* [WORK REQUEST] Every line below is to be quoted exactly, with nothing added or dropped.

* [AVAILABLE RECORDS]
=== Begin Enclosure ===
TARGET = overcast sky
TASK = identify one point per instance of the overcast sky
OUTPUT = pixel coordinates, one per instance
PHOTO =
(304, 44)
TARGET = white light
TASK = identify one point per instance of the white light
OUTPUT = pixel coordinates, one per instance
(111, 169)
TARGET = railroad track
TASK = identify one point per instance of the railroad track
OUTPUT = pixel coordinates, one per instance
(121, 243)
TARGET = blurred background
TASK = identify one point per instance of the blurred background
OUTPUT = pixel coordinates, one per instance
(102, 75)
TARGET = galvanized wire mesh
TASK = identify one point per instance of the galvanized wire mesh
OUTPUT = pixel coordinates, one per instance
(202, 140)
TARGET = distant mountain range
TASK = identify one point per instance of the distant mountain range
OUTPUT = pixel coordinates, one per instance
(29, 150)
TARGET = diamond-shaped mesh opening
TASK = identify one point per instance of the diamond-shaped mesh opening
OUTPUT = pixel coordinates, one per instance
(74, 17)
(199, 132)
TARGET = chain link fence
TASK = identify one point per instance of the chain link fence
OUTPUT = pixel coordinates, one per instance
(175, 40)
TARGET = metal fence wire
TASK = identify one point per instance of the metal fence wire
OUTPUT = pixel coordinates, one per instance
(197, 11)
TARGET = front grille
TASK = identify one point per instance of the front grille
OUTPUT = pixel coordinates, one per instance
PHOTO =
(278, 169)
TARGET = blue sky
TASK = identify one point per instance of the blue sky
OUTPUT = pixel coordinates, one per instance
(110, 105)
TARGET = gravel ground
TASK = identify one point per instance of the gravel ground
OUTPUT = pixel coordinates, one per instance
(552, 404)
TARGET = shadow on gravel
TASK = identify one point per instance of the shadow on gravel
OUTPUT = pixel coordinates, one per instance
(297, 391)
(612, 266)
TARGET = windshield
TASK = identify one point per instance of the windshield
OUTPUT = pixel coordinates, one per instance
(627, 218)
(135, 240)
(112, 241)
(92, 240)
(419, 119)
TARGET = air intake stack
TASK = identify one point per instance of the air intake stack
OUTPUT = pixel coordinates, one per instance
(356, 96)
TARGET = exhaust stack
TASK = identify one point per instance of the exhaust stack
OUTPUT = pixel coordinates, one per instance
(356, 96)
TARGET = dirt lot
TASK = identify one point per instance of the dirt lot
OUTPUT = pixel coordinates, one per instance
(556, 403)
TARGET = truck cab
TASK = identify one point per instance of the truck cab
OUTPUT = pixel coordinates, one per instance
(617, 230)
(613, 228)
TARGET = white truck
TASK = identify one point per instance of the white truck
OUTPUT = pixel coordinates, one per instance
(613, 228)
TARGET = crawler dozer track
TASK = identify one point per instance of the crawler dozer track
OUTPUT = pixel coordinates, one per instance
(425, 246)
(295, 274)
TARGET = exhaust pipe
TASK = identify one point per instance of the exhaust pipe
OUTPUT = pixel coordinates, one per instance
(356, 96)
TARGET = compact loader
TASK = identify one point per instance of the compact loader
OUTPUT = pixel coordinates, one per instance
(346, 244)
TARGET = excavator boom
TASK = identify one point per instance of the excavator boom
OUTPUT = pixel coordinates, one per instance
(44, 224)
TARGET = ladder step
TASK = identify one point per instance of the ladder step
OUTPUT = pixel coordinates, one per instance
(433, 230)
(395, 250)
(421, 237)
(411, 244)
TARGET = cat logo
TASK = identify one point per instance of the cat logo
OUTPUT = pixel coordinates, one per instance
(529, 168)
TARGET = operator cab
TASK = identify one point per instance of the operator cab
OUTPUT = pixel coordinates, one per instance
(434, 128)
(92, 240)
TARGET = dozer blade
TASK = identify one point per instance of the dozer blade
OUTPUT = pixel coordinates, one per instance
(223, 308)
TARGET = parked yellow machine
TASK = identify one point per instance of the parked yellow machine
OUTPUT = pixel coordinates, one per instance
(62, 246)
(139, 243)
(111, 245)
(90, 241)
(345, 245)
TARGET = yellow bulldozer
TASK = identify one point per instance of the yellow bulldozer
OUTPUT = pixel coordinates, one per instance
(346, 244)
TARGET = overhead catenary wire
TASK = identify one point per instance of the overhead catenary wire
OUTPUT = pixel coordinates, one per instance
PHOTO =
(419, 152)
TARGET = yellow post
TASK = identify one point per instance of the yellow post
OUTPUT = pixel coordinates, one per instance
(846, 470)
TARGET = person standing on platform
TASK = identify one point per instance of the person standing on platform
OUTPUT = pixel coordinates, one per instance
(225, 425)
=== End Enclosure ===
* [ANSWER SPACE]
TARGET = overcast sky
TASK = identify one point per instance of the overcast sky
OUTPUT = pixel coordinates, one per instance
PHOTO =
(304, 44)
TARGET = white light
TASK = identify one point per instance of the white light
OUTPUT = pixel coordinates, one per instance
(111, 169)
TARGET = railroad track
TASK = identify one point per instance of the railroad track
OUTPUT = pixel coordinates, one per instance
(121, 243)
TARGET = blurred background
TASK = identify one point per instance of the blurred background
OUTPUT = pixel coordinates, one per instance
(102, 75)
TARGET = galvanized wire mesh
TASK = identify one point per instance of the galvanized wire mesh
OUTPUT = pixel coordinates, one per instance
(202, 140)
TARGET = distant mountain range
TASK = identify one point per instance of the distant mountain range
OUTPUT = pixel coordinates, one per instance
(29, 150)
TARGET = diamond-shaped mesh opening
TASK = identify one point per instance of the diamond-shaped mesh opening
OUTPUT = pixel coordinates, one per instance
(74, 17)
(199, 132)
TARGET = chain link fence
TASK = identify one point per instance of the chain link fence
OUTPUT = pixel coordinates, one per instance
(175, 40)
TARGET = metal fence wire
TASK = identify one point per instance of the metal fence wire
OUTPUT = pixel coordinates, one per instance
(197, 11)
TARGET = front grille
TASK = identify one point per instance of the front grille
OUTPUT = pixel coordinates, one per instance
PHOTO =
(278, 169)
TARGET = blue sky
TASK = identify one point per instance of the blue sky
OUTPUT = pixel coordinates, one per instance
(110, 105)
TARGET = gravel ground
TASK = identify one point per instance of the gravel ground
OUTPUT = pixel coordinates, one per instance
(552, 404)
TARGET = shadow on gravel
TASK = identify one point per instance of the shadow on gravel
OUTPUT = pixel coordinates, one per instance
(297, 391)
(612, 266)
TARGET = windshield
TASK = identify one point per instance of the windshield
OUTPUT = pixel coordinates, one per instance
(627, 218)
(135, 240)
(112, 241)
(92, 240)
(419, 119)
TARGET = air intake stack
TASK = identify one point per instance of the air intake stack
OUTPUT = pixel coordinates, one per instance
(356, 96)
TARGET = exhaust stack
TASK = identify one point per instance of the exhaust stack
OUTPUT = pixel coordinates, one per instance
(356, 96)
TARGET = dirt lot
TASK = identify one point per instance of the dirt lot
OUTPUT = pixel coordinates, one per instance
(556, 403)
TARGET = truck cab
TASK = identify one point per instance of the truck cab
OUTPUT = pixel coordinates, one per instance
(617, 230)
(613, 228)
TARGET = white truck
TASK = identify one point per instance of the white truck
OUTPUT = pixel coordinates, one per instance
(613, 228)
TARGET = crawler dozer track
TASK = identify one point per instance of the crawler dozer track
OUTPUT = pixel coordinates, one per instance
(425, 246)
(295, 274)
TARGET = exhaust pipe
TASK = identify one point per instance of the exhaust pipe
OUTPUT = pixel coordinates, one per instance
(356, 96)
TARGET = compact loader
TASK = identify one point per instance of the compact loader
OUTPUT = pixel coordinates, one per instance
(346, 244)
TARGET = excavator boom
TASK = identify one point per instance of the excavator boom
OUTPUT = pixel coordinates, one per instance
(44, 224)
TARGET = ladder step
TASK = identify one point per instance of the ladder step
OUTPUT = pixel coordinates, one per instance
(433, 230)
(395, 250)
(421, 237)
(411, 244)
TARGET = cat logo
TASK = identify one point per instance of the cat logo
OUTPUT = pixel coordinates, one per instance
(529, 168)
TARGET = operator cab
TASK = identify one point per instance of the operator cab
OUTPUT = pixel coordinates, one per instance
(434, 128)
(92, 240)
TARGET = dozer blade
TASK = identify one point per instance of the dozer blade
OUTPUT = pixel coordinates, one per instance
(223, 308)
TARGET = parked yellow machine
TASK = identify one point per instance of the parked yellow machine
OUTPUT = pixel coordinates, one per instance
(62, 246)
(139, 243)
(111, 245)
(90, 241)
(345, 245)
TARGET = yellow bulldozer
TASK = identify one point per instance of the yellow bulldozer
OUTPUT = pixel coordinates, one per instance
(346, 244)
TARGET = overhead catenary wire
TASK = identify one point per instance of the overhead catenary wire
OUTPUT = pixel coordinates, one per instance
PHOTO =
(419, 152)
TARGET = yellow post
TASK = identify one point per instance of the yellow post
OUTPUT = pixel coordinates, one per instance
(846, 470)
TARGET = person standing on platform
TASK = identify one point per instance of the person standing on platform
OUTPUT = pixel coordinates, one per instance
(225, 425)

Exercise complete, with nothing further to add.